Collected data entries
───
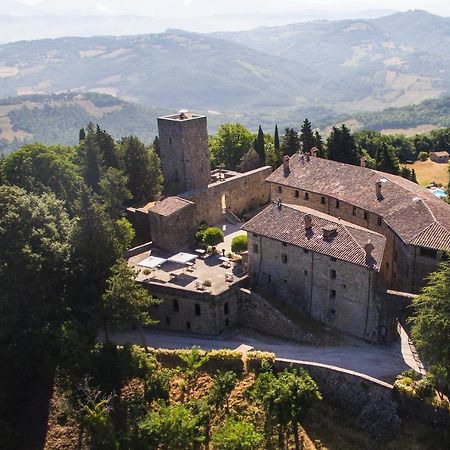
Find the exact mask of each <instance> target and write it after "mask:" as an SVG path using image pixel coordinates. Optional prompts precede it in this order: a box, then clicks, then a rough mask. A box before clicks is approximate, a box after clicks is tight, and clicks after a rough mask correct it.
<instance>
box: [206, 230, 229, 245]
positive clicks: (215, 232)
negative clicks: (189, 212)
mask: <svg viewBox="0 0 450 450" xmlns="http://www.w3.org/2000/svg"><path fill="white" fill-rule="evenodd" d="M223 240H224V235H223V231H222V230H221V229H219V228H217V227H209V228H207V229H206V230H205V231H204V232H203V242H204V243H205V244H206V245H210V246H212V247H215V246H216V245H218V244H220V243H221V242H223Z"/></svg>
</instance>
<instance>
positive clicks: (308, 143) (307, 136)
mask: <svg viewBox="0 0 450 450" xmlns="http://www.w3.org/2000/svg"><path fill="white" fill-rule="evenodd" d="M300 141H301V142H303V150H304V151H305V152H309V151H310V150H311V149H312V148H313V147H314V134H313V131H312V127H311V122H310V121H309V120H308V119H305V120H304V121H303V124H302V126H301V129H300Z"/></svg>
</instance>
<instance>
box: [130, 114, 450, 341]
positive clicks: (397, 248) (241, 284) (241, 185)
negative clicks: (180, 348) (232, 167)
mask: <svg viewBox="0 0 450 450" xmlns="http://www.w3.org/2000/svg"><path fill="white" fill-rule="evenodd" d="M158 128H159V133H160V143H161V162H162V168H163V174H164V178H165V182H166V184H165V189H166V192H168V193H171V194H175V195H172V196H169V197H166V198H164V199H163V200H161V201H160V202H157V203H156V204H150V205H147V207H144V208H141V209H138V210H134V211H133V219H134V220H135V221H138V222H139V223H140V224H141V229H144V230H146V231H145V232H146V233H147V236H146V238H147V239H146V240H150V238H151V240H152V243H153V245H154V246H155V247H157V248H161V249H164V250H166V251H170V252H177V251H179V250H180V249H185V248H189V247H191V248H192V245H194V241H193V239H194V235H195V231H196V230H197V228H198V226H199V224H200V223H201V222H203V221H204V222H207V223H208V224H216V223H221V222H223V221H224V218H226V217H227V215H231V217H236V215H237V216H239V215H240V214H241V213H242V212H244V211H249V210H251V209H255V208H257V207H260V206H262V205H268V206H267V207H266V208H264V209H263V210H262V211H261V212H259V213H258V214H256V215H255V216H254V217H252V218H251V219H250V220H249V221H248V222H247V223H245V224H244V225H243V226H242V229H243V230H245V231H246V232H247V234H248V238H249V246H248V256H249V262H248V272H249V277H248V278H249V280H248V281H245V280H240V281H239V283H237V284H236V285H235V286H229V289H228V290H226V291H224V292H222V293H220V295H215V296H213V297H214V298H215V300H214V301H213V300H212V297H208V295H207V294H205V293H202V294H199V293H196V292H187V291H186V292H182V291H180V289H179V288H177V289H175V290H170V289H171V288H170V286H169V285H166V286H160V285H157V283H156V284H155V285H154V286H153V288H151V287H150V285H149V288H150V289H153V293H155V295H156V294H157V295H158V296H159V297H160V298H162V299H163V300H165V301H164V302H163V304H162V305H161V306H160V307H159V311H155V314H156V317H157V318H158V314H159V315H160V317H159V318H160V320H161V322H164V321H165V323H166V325H168V324H170V327H169V328H171V329H186V327H185V324H187V323H188V324H189V327H187V328H188V329H189V330H192V331H197V332H206V333H217V332H221V331H223V330H224V329H225V328H226V327H228V326H233V325H237V324H239V323H242V320H243V319H242V318H243V316H245V317H246V320H247V321H246V323H245V324H246V325H248V324H249V323H250V324H251V323H261V324H264V325H263V326H264V328H265V330H264V331H266V332H268V333H271V332H273V333H274V334H280V333H283V330H282V329H279V328H283V326H281V327H279V326H278V325H279V323H275V322H274V321H272V319H273V315H274V314H275V315H276V312H273V311H272V309H270V307H269V308H267V307H266V306H267V305H264V307H261V308H260V307H259V306H258V303H250V300H248V299H249V295H248V293H247V294H246V295H245V296H242V295H240V294H239V289H241V288H242V287H244V286H245V285H246V284H247V285H248V284H249V286H250V287H251V289H252V290H256V291H259V292H261V291H264V292H270V293H271V295H273V296H274V297H276V298H277V299H278V300H279V301H282V302H285V303H286V305H289V306H290V307H292V308H295V309H297V310H299V311H301V312H302V313H304V314H306V315H310V316H312V317H313V318H315V319H317V320H319V321H320V322H322V323H324V324H326V325H328V326H330V327H333V328H336V329H338V330H341V331H343V332H346V333H349V334H352V335H354V336H357V337H361V338H364V339H366V340H370V341H375V342H378V341H383V342H384V341H389V340H392V339H395V338H396V337H397V328H396V327H397V319H398V318H399V317H401V316H402V314H404V313H405V305H407V304H408V302H409V301H410V298H411V295H412V294H414V293H417V292H418V291H419V290H420V288H421V287H422V286H423V284H424V279H425V277H426V275H427V274H428V273H430V272H431V271H433V270H435V269H436V267H437V264H438V263H439V261H440V260H441V259H442V258H444V257H445V256H444V255H445V253H443V251H444V250H448V249H449V248H450V206H449V205H447V204H446V203H444V202H443V201H442V200H439V199H438V198H436V197H434V196H433V195H432V194H431V193H430V192H428V191H427V190H426V189H424V188H422V187H420V186H418V185H416V184H414V183H412V182H410V181H408V180H405V179H403V178H401V177H398V176H394V175H391V174H387V173H382V172H378V171H375V170H372V169H368V168H366V167H364V161H362V162H361V167H357V166H351V165H347V164H343V163H338V162H335V161H330V160H326V159H322V158H319V157H317V156H316V152H314V151H312V154H311V153H300V152H299V153H297V154H296V155H294V156H292V157H291V158H289V157H284V160H283V164H282V165H281V166H280V167H279V168H278V169H276V170H275V171H274V172H273V173H272V169H271V168H270V167H262V168H260V169H256V170H254V171H251V172H247V173H237V172H231V171H212V172H211V171H210V160H209V153H208V148H207V125H206V117H203V116H197V115H194V114H190V113H188V112H186V111H182V112H180V113H179V114H177V115H171V116H166V117H160V118H159V119H158ZM142 224H144V225H143V226H142ZM245 299H247V300H248V302H247V303H245V304H243V302H246V300H245ZM175 301H176V305H177V306H176V307H175V306H174V305H175V303H174V302H175ZM203 303H204V307H203V309H202V311H204V310H205V309H206V311H208V315H205V314H202V317H198V314H196V312H198V311H199V308H200V306H199V305H200V304H203ZM225 304H226V306H225ZM250 304H251V305H252V307H251V308H250V307H249V305H250ZM196 305H197V306H196ZM206 305H207V306H206ZM225 311H226V314H225ZM244 311H245V314H244ZM175 324H176V325H175ZM272 325H273V326H272ZM288 325H289V324H288ZM271 328H273V329H271ZM275 328H278V329H277V330H275ZM285 334H286V333H285Z"/></svg>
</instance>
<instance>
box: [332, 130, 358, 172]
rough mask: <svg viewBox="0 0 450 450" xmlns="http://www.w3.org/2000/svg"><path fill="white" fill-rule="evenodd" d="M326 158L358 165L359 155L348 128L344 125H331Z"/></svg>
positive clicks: (356, 147) (351, 134)
mask: <svg viewBox="0 0 450 450" xmlns="http://www.w3.org/2000/svg"><path fill="white" fill-rule="evenodd" d="M327 148H328V159H331V160H333V161H339V162H343V163H347V164H353V165H358V164H359V155H358V152H357V147H356V143H355V140H354V138H353V136H352V134H351V133H350V130H349V129H348V128H347V127H346V126H345V124H344V125H342V126H341V127H340V128H337V127H333V129H332V130H331V133H330V136H328V139H327Z"/></svg>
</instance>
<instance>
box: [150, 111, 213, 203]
mask: <svg viewBox="0 0 450 450" xmlns="http://www.w3.org/2000/svg"><path fill="white" fill-rule="evenodd" d="M158 132H159V142H160V149H161V152H160V153H161V166H162V170H163V175H164V188H165V191H166V192H167V193H169V194H170V195H174V194H178V193H179V192H185V191H188V190H191V189H195V188H198V187H201V186H206V185H208V183H209V182H210V179H211V167H210V158H209V150H208V129H207V121H206V117H204V116H193V117H190V118H188V119H185V120H180V119H179V115H175V116H166V117H158Z"/></svg>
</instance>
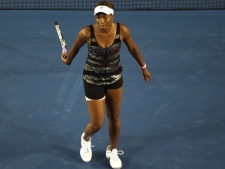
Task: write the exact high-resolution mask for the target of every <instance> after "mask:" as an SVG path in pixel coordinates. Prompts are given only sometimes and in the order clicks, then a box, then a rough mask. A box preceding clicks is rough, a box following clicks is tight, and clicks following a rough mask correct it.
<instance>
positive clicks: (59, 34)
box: [55, 21, 67, 58]
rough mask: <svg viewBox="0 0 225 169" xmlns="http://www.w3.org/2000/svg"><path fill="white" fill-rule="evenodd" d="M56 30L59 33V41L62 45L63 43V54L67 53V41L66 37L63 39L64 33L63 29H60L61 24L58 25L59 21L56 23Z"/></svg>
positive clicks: (62, 49) (58, 36)
mask: <svg viewBox="0 0 225 169" xmlns="http://www.w3.org/2000/svg"><path fill="white" fill-rule="evenodd" d="M55 29H56V32H57V34H58V37H59V41H60V43H61V46H62V50H63V52H67V49H66V41H65V39H64V37H63V34H62V31H61V29H60V27H59V24H58V22H57V21H55ZM65 56H66V55H65ZM64 58H65V57H64Z"/></svg>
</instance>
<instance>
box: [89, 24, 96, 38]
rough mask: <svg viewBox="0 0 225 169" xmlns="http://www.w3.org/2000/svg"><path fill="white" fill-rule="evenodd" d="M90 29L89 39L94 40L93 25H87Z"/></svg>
mask: <svg viewBox="0 0 225 169" xmlns="http://www.w3.org/2000/svg"><path fill="white" fill-rule="evenodd" d="M89 27H90V30H91V38H94V37H95V36H94V28H93V25H89Z"/></svg>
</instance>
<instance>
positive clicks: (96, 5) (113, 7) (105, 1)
mask: <svg viewBox="0 0 225 169" xmlns="http://www.w3.org/2000/svg"><path fill="white" fill-rule="evenodd" d="M100 5H104V6H108V7H109V8H111V9H113V10H114V5H113V3H112V2H110V1H99V2H98V3H97V4H96V5H95V7H96V6H100Z"/></svg>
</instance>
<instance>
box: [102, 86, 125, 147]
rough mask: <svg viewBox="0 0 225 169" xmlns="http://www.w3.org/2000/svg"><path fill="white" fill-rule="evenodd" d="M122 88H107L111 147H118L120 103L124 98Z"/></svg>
mask: <svg viewBox="0 0 225 169" xmlns="http://www.w3.org/2000/svg"><path fill="white" fill-rule="evenodd" d="M122 90H123V88H122V87H120V88H118V89H111V90H107V93H106V113H107V117H108V120H109V124H108V131H109V141H110V149H111V150H112V149H115V148H116V147H117V144H118V141H119V135H120V105H121V100H122Z"/></svg>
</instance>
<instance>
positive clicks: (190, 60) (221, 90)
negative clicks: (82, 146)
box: [0, 10, 225, 169]
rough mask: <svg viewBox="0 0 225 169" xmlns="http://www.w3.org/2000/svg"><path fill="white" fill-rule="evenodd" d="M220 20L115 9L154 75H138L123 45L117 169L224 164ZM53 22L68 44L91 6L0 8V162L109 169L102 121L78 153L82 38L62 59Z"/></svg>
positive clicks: (117, 16) (218, 164)
mask: <svg viewBox="0 0 225 169" xmlns="http://www.w3.org/2000/svg"><path fill="white" fill-rule="evenodd" d="M224 18H225V11H224V10H209V11H208V10H204V11H138V12H137V11H136V12H134V11H118V12H116V14H115V21H118V22H122V23H124V24H125V25H127V26H128V27H129V28H130V30H131V33H132V36H133V39H134V40H135V42H136V44H137V45H138V47H139V49H140V51H141V53H142V55H143V58H144V60H145V61H146V63H147V66H148V68H149V70H150V71H151V74H152V80H151V81H150V82H149V83H145V82H144V80H143V78H142V74H141V70H140V68H139V66H138V64H137V63H136V62H135V60H134V59H133V58H132V56H131V55H130V54H129V52H128V51H127V49H126V47H125V44H123V49H122V51H121V62H122V65H123V75H124V92H123V101H122V109H121V120H122V128H121V137H120V142H119V146H118V149H121V150H123V151H124V155H122V156H121V160H122V162H123V168H127V169H137V168H140V169H212V168H213V169H223V168H224V166H225V162H224V158H225V114H224V113H225V57H224V55H225V22H224ZM55 21H58V23H59V24H60V27H61V29H62V31H63V34H64V37H65V39H66V41H67V45H68V47H71V45H72V43H73V41H74V39H75V37H76V35H77V32H78V31H79V29H81V28H82V27H83V26H85V25H89V24H91V23H93V22H95V18H94V16H93V12H90V11H89V12H87V11H86V12H85V11H83V12H82V11H26V10H20V11H0V25H1V28H0V30H1V31H0V51H1V57H0V168H1V169H50V168H54V169H76V168H77V169H99V168H101V169H106V168H110V166H109V162H108V160H107V159H106V157H105V148H106V146H107V144H108V134H107V121H105V124H104V127H103V129H102V130H101V131H99V132H98V133H97V134H96V135H94V137H93V138H92V140H93V141H92V144H93V146H94V148H93V159H92V161H91V162H90V163H84V162H83V161H82V160H81V158H80V154H79V151H80V135H81V133H82V132H83V130H84V127H85V126H86V124H87V122H88V121H89V115H88V111H87V106H86V101H85V98H84V91H83V82H82V69H83V66H84V63H85V60H86V57H87V46H84V47H83V48H82V50H81V51H80V53H79V55H78V56H77V57H76V59H75V60H74V61H73V63H72V65H71V66H66V65H65V64H64V63H63V62H61V60H60V55H61V46H60V43H59V40H58V37H57V34H56V30H55V27H54V22H55Z"/></svg>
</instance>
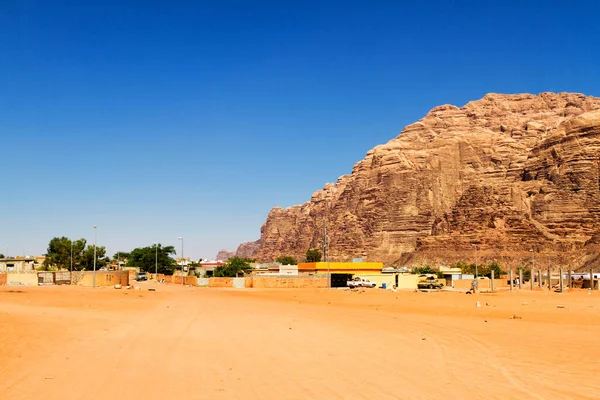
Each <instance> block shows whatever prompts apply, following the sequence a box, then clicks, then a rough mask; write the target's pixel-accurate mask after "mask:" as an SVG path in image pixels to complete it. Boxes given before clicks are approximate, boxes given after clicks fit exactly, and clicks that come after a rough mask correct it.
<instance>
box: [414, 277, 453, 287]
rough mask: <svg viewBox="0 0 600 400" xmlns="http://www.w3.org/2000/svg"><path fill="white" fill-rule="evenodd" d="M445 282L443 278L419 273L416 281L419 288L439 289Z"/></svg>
mask: <svg viewBox="0 0 600 400" xmlns="http://www.w3.org/2000/svg"><path fill="white" fill-rule="evenodd" d="M445 284H446V281H445V280H444V279H438V278H437V277H436V276H434V275H420V276H419V281H418V282H417V288H419V289H441V288H443V287H444V285H445Z"/></svg>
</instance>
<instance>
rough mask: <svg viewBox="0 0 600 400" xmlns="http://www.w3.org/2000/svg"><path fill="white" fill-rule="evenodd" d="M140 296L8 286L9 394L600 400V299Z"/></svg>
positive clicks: (252, 291)
mask: <svg viewBox="0 0 600 400" xmlns="http://www.w3.org/2000/svg"><path fill="white" fill-rule="evenodd" d="M148 287H156V288H157V291H156V292H150V291H147V290H146V289H147V288H148ZM143 289H144V290H140V291H134V290H128V291H125V290H115V289H108V288H103V289H95V290H93V289H88V288H78V287H32V288H23V287H2V288H0V338H2V340H1V342H0V360H1V361H2V362H1V363H0V364H1V365H2V366H3V368H2V375H1V377H0V398H2V399H48V400H52V399H433V398H436V399H437V398H448V399H479V398H481V399H597V398H599V397H600V383H599V378H598V377H599V376H600V374H599V373H600V346H598V345H597V342H596V341H597V338H598V337H599V336H600V318H599V317H600V313H599V311H600V295H599V294H598V293H593V294H588V292H584V291H581V292H577V293H566V294H555V293H546V292H536V293H529V292H524V293H512V294H511V293H504V294H499V295H497V294H490V295H483V294H480V295H473V296H467V295H464V294H457V293H414V292H398V293H392V292H390V291H382V290H371V291H364V292H349V291H340V290H288V289H285V290H258V289H248V290H241V291H236V290H218V289H201V288H181V287H179V286H176V285H173V286H169V285H154V284H152V283H148V284H147V285H145V286H144V287H143ZM477 301H479V302H480V304H481V307H476V302H477ZM557 305H563V306H564V308H557ZM512 315H516V316H517V317H521V318H520V319H519V318H516V319H510V318H509V317H510V316H512Z"/></svg>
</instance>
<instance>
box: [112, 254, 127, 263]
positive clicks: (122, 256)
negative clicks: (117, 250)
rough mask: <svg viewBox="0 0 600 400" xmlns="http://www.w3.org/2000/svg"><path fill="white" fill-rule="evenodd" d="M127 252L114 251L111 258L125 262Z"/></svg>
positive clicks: (122, 261) (114, 260)
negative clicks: (116, 251) (111, 257)
mask: <svg viewBox="0 0 600 400" xmlns="http://www.w3.org/2000/svg"><path fill="white" fill-rule="evenodd" d="M129 254H130V253H128V252H126V251H119V252H116V253H115V255H114V256H113V260H114V261H116V262H126V261H127V259H128V258H129Z"/></svg>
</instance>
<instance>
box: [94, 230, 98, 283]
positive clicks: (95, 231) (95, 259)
mask: <svg viewBox="0 0 600 400" xmlns="http://www.w3.org/2000/svg"><path fill="white" fill-rule="evenodd" d="M97 247H98V227H97V226H96V225H94V284H93V287H94V289H95V288H96V248H97Z"/></svg>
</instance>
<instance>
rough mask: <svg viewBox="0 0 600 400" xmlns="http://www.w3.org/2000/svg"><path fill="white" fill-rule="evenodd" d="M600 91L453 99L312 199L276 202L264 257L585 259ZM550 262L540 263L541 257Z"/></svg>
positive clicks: (511, 260)
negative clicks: (466, 102) (294, 200)
mask: <svg viewBox="0 0 600 400" xmlns="http://www.w3.org/2000/svg"><path fill="white" fill-rule="evenodd" d="M599 110H600V99H598V98H594V97H586V96H584V95H582V94H573V93H560V94H554V93H541V94H540V95H538V96H535V95H530V94H519V95H501V94H488V95H486V96H485V97H484V98H482V99H481V100H477V101H473V102H470V103H468V104H467V105H465V106H464V107H462V108H458V107H455V106H451V105H443V106H439V107H435V108H434V109H432V110H431V111H430V112H429V113H428V114H427V115H426V116H425V117H424V118H423V119H421V120H420V121H418V122H416V123H414V124H411V125H409V126H407V127H406V128H405V129H404V130H403V131H402V133H401V134H400V135H399V136H398V137H396V138H395V139H392V140H391V141H389V142H388V143H386V144H384V145H380V146H377V147H375V148H374V149H372V150H371V151H369V152H368V153H367V156H366V157H365V159H363V160H362V161H359V162H358V163H357V164H356V165H355V166H354V168H353V170H352V173H351V174H349V175H344V176H342V177H340V178H339V179H338V181H337V183H335V184H327V185H326V186H325V187H324V188H323V189H322V190H319V191H317V192H316V193H314V194H313V196H312V198H311V199H310V201H308V202H306V203H304V204H302V205H298V206H293V207H290V208H287V209H282V208H279V207H276V208H274V209H273V210H271V212H270V213H269V216H268V218H267V221H266V222H265V224H264V225H263V227H262V229H261V245H260V248H259V250H258V253H257V254H256V257H257V258H258V259H259V260H261V261H271V260H273V259H275V258H276V257H277V256H279V255H283V254H289V255H293V256H295V257H298V258H299V259H302V258H303V256H304V253H305V252H306V250H307V249H308V248H311V247H317V248H322V242H323V235H322V228H323V224H324V223H325V224H326V225H327V231H328V234H329V235H328V236H329V241H330V245H329V248H330V254H331V258H332V259H334V260H340V261H342V260H349V259H351V258H353V257H362V258H365V259H367V260H373V261H375V260H377V261H383V262H385V263H386V264H388V265H389V264H399V265H401V264H406V265H411V264H424V263H430V264H434V265H437V264H438V263H452V262H455V261H465V262H472V261H475V252H474V247H473V244H476V245H477V248H478V256H479V258H480V262H489V261H492V260H495V261H499V262H501V263H502V264H503V265H504V266H506V267H515V266H518V265H520V264H526V263H527V262H528V261H529V259H530V257H531V253H530V251H529V250H530V249H533V250H534V251H535V253H536V256H537V258H538V263H540V262H541V263H542V264H543V265H546V263H547V261H548V260H549V261H550V262H551V263H552V264H553V265H559V264H560V265H563V266H565V267H567V266H568V267H571V268H575V267H579V266H581V265H583V264H585V263H586V262H587V263H588V264H589V262H590V260H592V259H593V258H594V252H593V251H592V249H594V248H596V247H598V245H597V243H598V242H599V240H598V237H600V225H599V224H598V222H600V221H599V219H600V208H599V204H600V203H599V200H600V111H599ZM538 265H539V264H538Z"/></svg>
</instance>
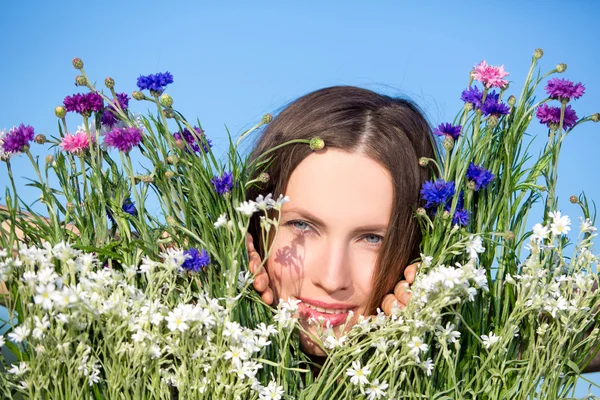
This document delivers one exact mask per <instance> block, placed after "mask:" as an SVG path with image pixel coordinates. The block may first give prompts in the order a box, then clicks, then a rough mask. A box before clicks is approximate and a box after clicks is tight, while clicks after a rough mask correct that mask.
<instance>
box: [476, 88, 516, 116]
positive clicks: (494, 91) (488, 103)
───
Work to complete |
In the records above, find every line containing the word "write" and show it.

Task response |
Find the exact mask of each <instance> target and write it after "mask:" as an SVG path using image pixel coordinates. Optional prompts precede it in this order: a box, then clicks, then a rough mask. A box before clicks is approximate, a box after clicks is tight, and clicks after a rough mask correct it.
Task: write the exact high-resolution mask for the target of every <instance> after "mask:" as an SVG path in pixel coordinates. Prompts are given only sometimes and in the order clicks, then a box, then a rough mask. A box preceding clicks is rough, a box following clicks is tight, and clicks following a rough mask correct it.
Each <instance> block shows whatever prompts apply, following the sequence a box, then clicks, then a rough mask; write the target's pixel-accurate mask after "mask:" as an SVG path in image pixels to complete it. Boxes given before clicks are approximate, boxes given after clicks fit exactly, and clicks that come after a rough mask correct it.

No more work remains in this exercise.